**EXERCISE DESCRIPTION**
Please repeat the listing exactly, with every line intact.

**DATA FOR THIS TASK**
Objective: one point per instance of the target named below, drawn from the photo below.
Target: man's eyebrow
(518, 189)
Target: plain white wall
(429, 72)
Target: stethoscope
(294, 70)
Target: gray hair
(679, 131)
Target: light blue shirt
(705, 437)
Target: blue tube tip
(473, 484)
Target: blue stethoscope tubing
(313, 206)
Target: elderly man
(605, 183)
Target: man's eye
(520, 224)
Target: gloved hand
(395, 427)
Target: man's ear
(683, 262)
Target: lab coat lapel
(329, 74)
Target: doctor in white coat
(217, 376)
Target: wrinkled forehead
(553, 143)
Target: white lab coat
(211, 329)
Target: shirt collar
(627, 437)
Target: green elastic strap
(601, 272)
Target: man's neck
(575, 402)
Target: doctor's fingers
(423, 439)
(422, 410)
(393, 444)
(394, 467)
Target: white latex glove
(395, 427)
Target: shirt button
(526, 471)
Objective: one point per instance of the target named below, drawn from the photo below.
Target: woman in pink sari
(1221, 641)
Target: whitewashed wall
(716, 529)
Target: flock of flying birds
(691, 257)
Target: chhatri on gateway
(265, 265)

**WRITTEN ANSWER**
Objective: one point per instance of the target named below, drawn from the photo below.
Target: man's eyebrow
(518, 189)
Target: plain white wall
(429, 72)
Target: stethoscope
(294, 70)
Target: gray hair
(679, 131)
Target: light blue shirt
(705, 437)
Target: blue tube tip
(473, 484)
Target: blue stethoscope tubing
(313, 206)
Target: elderly man
(605, 183)
Target: man's eye
(520, 224)
Target: gloved hand
(395, 427)
Target: man's ear
(683, 262)
Target: lab coat lapel
(329, 74)
Target: doctor in white coat
(217, 376)
Target: wrinkled forehead
(553, 143)
Target: white lab coat
(211, 329)
Target: shirt collar
(627, 437)
Target: green elastic strap
(601, 272)
Target: man's neck
(575, 402)
Target: doctor's fingers
(423, 439)
(422, 410)
(393, 444)
(394, 467)
Target: white latex glove
(395, 427)
Target: shirt button
(526, 471)
Objective: one point per instance of the target named below, drawn from the photo below.
Target: woman in pink sari
(1221, 641)
Target: whitewashed wall
(716, 529)
Target: flock of flying birds
(691, 257)
Target: chhatri on gateway
(265, 265)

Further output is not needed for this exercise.